● TEXT EXCERPT
Amending an incapable person’s management plan 101

Amending an incapable persons management plan 101

As wills, trusts and estates practitioners, it is important to understand the procedure of Guardianship Applications. It is crucial that these applications be completed correctly and that the client understands their duties.

What is guardianship?

When a person is mentally incapable of making decisions relating to their personal care or property, they will require a substitute decision maker to make choices on their behalf. A power of attorney is the typical way in which someone can designate another person to make decisions on their behalf. However, this can only be granted when the grantor is capable.

What happens when someone becomes incapable before the execution of a power of attorney?

 A guardian is appointed by the court or Public Guardian and Trustee (PGT) on behalf of a mentally incapable person to make decisions on the mentally incapable person’s behalf. In order to be appointed, the prospective guardian must file an application. A guardianship for property application requires a notice of application,  an affidavit, a management plan and a finding of incapacity. The notice, like any other notice in litigation,  will provide the overview  of the  relief sought and the  grounds for same. The affidavit will include the  evidence that a prospective guardian will rely on in their application for guardianship. The affidavit will usually include the management plan and proof of a finding of incapacity such as a capacity assessment – the finding of incapacity is required in all guardianship applications. If the person is capable, then they do not require a guardian and could simply execute a power of attorney.

A management plan is the applicant’s proposed plan for the management of an incapable person’s property. The section that an applicant will typically find the hardest to fill out is section L, which are the expenses of the incapable person. These expenses need to be estimated for the needs of an incapable person for the entirety of their guardianship, which is difficult as circumstances may change. The plan  must  be followed  by  the  guardian.  If  the  guardian does not  follow  the  plan, there is risk the Office of the Children’s  Lawyer  (OCL)  or  the  PGT will object to their next passing of accounts. A passing of accounts is a court audit of the incapable  person’s accounts. The guardian must prepare their accounting of all the funds that flowed in and out of the incapable person’s account for the review of the PGT/OCL and judge.

● GIVEN PROBLEM A
Show each line of the listing below that contains the string "fuzzy", treating uppercase and lowercase as different.

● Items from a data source
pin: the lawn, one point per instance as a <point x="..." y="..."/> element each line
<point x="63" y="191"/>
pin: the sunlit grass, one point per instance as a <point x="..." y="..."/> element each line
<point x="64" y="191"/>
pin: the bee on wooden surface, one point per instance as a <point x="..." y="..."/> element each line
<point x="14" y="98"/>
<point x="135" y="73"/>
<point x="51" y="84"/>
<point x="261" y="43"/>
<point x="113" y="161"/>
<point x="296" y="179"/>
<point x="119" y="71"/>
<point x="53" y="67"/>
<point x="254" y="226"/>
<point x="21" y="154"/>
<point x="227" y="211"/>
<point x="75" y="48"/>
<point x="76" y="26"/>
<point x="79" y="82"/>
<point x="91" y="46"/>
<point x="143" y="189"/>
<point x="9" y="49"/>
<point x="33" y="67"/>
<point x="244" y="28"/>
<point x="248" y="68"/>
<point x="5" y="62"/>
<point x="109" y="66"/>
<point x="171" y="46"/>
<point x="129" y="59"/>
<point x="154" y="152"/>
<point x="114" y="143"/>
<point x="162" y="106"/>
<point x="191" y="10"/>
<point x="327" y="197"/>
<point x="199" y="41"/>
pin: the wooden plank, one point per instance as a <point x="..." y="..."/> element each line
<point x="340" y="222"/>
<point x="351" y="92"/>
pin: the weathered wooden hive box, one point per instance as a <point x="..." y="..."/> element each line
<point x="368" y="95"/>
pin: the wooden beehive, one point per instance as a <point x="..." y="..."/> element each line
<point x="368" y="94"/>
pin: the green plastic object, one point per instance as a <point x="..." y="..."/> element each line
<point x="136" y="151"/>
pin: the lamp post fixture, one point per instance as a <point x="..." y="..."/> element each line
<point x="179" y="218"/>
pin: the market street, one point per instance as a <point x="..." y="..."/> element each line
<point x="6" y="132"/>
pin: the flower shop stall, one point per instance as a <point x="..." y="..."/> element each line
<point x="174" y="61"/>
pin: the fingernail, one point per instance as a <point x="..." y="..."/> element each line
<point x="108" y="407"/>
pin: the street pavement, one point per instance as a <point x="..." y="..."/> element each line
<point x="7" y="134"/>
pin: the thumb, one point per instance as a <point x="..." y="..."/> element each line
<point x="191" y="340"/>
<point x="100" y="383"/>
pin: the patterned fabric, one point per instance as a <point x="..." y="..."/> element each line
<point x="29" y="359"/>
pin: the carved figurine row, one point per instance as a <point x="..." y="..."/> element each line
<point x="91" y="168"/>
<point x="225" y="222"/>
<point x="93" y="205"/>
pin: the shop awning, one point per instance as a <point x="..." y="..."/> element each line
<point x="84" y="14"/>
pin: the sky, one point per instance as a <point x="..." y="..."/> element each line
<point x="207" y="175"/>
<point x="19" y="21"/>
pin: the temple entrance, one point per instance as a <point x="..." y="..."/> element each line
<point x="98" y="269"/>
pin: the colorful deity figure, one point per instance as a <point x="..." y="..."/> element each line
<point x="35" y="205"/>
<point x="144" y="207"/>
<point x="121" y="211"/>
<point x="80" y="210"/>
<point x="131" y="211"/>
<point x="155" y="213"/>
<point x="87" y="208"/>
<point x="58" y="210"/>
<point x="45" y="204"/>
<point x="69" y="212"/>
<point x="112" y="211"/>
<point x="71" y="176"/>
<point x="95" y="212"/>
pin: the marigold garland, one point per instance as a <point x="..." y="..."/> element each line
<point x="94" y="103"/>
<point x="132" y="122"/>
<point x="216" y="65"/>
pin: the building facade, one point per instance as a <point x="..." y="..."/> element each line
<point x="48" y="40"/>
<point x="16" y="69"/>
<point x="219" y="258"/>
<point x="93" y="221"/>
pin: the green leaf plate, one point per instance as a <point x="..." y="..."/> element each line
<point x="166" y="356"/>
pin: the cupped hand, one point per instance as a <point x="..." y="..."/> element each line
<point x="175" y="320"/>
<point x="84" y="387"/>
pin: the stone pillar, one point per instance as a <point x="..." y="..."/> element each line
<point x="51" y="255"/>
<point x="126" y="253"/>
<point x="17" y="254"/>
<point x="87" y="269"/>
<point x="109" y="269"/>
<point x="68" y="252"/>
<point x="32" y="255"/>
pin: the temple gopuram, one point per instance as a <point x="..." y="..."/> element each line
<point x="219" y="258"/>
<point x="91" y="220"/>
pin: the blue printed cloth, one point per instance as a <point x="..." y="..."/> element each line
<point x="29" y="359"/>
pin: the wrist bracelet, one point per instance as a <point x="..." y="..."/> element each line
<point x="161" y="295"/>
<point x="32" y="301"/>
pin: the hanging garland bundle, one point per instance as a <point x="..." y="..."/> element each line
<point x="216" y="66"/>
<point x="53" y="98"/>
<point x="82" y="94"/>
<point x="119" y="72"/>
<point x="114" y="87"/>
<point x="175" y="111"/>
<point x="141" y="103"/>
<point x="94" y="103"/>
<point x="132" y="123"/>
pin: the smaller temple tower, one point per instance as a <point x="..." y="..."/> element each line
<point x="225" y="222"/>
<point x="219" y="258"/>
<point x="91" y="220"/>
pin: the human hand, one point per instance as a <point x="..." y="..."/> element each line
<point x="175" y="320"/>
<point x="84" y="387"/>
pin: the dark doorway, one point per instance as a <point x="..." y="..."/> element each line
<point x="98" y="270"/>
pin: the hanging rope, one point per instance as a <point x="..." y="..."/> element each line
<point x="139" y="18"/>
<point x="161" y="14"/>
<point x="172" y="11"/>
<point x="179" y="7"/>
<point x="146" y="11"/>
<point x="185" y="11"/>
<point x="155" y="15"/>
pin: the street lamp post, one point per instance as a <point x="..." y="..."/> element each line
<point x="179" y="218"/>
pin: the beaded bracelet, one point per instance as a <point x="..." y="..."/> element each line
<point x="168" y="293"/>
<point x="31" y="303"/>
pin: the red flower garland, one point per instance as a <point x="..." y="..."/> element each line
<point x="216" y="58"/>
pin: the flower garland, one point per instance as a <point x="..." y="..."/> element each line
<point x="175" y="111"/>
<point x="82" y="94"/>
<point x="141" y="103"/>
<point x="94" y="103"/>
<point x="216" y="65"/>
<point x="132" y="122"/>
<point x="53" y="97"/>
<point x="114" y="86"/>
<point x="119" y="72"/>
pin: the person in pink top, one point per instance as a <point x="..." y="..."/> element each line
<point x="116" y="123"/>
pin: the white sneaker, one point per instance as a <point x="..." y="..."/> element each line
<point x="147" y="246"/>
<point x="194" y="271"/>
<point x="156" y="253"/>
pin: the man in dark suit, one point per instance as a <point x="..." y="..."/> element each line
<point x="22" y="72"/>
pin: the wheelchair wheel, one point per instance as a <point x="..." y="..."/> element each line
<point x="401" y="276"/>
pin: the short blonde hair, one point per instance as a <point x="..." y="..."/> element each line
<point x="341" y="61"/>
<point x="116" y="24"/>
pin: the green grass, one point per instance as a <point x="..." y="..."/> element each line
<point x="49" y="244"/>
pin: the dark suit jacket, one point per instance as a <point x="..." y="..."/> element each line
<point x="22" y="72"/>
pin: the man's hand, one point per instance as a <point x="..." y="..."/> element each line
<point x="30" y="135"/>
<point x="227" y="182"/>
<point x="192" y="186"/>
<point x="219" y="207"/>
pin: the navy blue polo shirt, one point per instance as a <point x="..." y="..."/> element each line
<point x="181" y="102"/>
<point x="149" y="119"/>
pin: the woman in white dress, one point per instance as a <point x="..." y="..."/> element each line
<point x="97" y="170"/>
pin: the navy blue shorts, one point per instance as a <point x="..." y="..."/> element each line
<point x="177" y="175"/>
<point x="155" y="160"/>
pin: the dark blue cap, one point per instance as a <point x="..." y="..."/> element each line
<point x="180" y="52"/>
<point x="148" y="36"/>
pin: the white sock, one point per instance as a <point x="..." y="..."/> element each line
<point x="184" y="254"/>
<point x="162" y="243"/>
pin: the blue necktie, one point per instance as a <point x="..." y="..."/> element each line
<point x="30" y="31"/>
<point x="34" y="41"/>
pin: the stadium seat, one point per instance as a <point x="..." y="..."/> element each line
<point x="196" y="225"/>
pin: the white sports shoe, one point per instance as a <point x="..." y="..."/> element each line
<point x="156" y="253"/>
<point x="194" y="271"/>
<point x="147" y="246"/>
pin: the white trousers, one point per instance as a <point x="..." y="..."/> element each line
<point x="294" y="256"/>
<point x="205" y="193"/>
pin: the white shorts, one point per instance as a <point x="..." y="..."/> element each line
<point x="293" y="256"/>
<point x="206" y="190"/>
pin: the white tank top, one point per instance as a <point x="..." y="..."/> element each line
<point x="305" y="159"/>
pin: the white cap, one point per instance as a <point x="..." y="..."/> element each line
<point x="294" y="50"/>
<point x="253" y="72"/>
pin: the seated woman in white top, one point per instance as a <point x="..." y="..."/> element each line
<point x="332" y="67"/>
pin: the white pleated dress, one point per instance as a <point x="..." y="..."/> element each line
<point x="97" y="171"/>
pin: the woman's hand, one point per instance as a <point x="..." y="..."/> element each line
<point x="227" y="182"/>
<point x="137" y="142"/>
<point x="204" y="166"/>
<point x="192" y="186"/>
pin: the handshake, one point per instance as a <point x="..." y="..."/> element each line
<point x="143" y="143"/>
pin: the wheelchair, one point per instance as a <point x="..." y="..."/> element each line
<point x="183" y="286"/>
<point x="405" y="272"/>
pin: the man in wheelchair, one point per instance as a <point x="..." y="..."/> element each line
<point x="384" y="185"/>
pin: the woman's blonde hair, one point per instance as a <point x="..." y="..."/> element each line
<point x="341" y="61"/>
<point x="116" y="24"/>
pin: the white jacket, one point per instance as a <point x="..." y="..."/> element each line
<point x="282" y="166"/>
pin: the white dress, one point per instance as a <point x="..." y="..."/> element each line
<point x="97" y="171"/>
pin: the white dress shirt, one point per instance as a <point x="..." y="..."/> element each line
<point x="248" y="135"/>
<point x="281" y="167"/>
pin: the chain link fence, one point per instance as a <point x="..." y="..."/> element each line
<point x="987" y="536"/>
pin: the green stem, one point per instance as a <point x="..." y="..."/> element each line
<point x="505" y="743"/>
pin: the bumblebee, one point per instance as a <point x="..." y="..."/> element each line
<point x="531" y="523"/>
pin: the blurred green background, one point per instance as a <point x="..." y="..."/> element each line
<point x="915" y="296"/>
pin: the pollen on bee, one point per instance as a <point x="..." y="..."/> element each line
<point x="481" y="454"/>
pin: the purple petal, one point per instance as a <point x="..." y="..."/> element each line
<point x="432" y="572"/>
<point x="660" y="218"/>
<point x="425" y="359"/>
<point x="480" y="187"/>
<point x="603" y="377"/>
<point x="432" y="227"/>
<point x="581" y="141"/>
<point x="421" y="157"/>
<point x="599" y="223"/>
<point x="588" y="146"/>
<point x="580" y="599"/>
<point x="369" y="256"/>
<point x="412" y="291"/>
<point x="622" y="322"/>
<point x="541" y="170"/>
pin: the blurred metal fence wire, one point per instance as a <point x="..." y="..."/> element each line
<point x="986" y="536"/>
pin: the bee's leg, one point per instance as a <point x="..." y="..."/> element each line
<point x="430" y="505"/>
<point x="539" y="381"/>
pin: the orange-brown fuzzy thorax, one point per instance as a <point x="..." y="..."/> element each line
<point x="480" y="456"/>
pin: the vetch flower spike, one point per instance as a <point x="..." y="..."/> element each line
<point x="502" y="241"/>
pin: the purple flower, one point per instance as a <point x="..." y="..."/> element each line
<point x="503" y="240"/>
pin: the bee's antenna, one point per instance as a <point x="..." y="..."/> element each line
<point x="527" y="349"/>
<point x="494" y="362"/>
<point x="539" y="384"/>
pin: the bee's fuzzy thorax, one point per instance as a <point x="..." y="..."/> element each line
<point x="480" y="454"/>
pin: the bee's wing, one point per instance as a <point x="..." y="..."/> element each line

● GIVEN PROBLEM B
Carry on the article about guardianship management plans, starting right after its final sentence.

● OUTPUT A
pin: the orange-brown fuzzy thorax, one point per instance as a <point x="..." y="..."/> element each line
pin: the bee's fuzzy thorax, one point per instance as a <point x="..." y="..."/> element each line

● OUTPUT B
Amending a management plan

 For some unforeseen circumstances as listed below, a lawyer may have to amend the management plan for their clients. Common circumstances for the amendment of a minor’s management plan include, but are not limited to:

  • the receipt of monetary damages or settlements pursuant to a court order;
  • monies payable to a minor in an estate; and
  • the child has been named as a named beneficiary under policies such as a life insurance policy, RRSP or death

Common reasons to amend a management plan for incapable adults include, but are not limited to:

  • proceeds or settlements from personal injury matters; and
  • sale of a house.

Lawyers must pay special attention to the different procedural and service requirements for minors under the Children’s Law Reform Act (CLRA) compared to incapable adults under the Substitute Decisions Act (SDA).

Amending a management plan for minors

 The powers and obligations of a guardian of property for a minor are contained in the CLRA. The CLRA does not authorize an amendment to a management plan for a guardian of property except by court order, as the court has the statutory power to approve amendments to a management plan for minors. The guardian of property must bring a motion to amend the management plan by filing a Notice of Motion. The Notice of Motion must be served to the OCL.

Amending a management plan for incapable adults

 Section 38(11) of the SDA provides the PGT with the statutory authority to approve amendments of a management plan.

To amend a management plan, an applicant would be required to submit an application to the PGT’s office. In practice, the PGT would respond with a letter of acknowledgement upon receipt of the material. The PGT would review the material and submit a reply to the applicant and to court with comments on the application. Comments may include inquiries related to future accounting, financial management of the property, or the guardian’s compensation. Generally, this process would take a couple of months.

If the request was not approved, an applicant may apply for  direction from the court under s. 39 of the SDA on notice to the PGT for court approval of the amended management plan. An amended management plan need only be served to the PGT.

It is important that the guardian for property understand their duties and it is imperative that the management plan is followed. If guardians cannot follow their own proposed  budget, there will likely be repercussions in the form of the OCL/PGT (depending on the age of the incapable person) or a family member objecting to their accounts in their application to pass accounts. If the guardian is not following the plan and is not acting as a fiduciary, the court may remove them as guardian and/or seek for them to repay any costs they are deemed to have taken improperly (with interest).

Ultimately, when a guardian fails to fulfil their duties, it is the incapable person  who suffers. Clients need to understand the significance of their responsibilities and it is our job as their lawyers to inform them.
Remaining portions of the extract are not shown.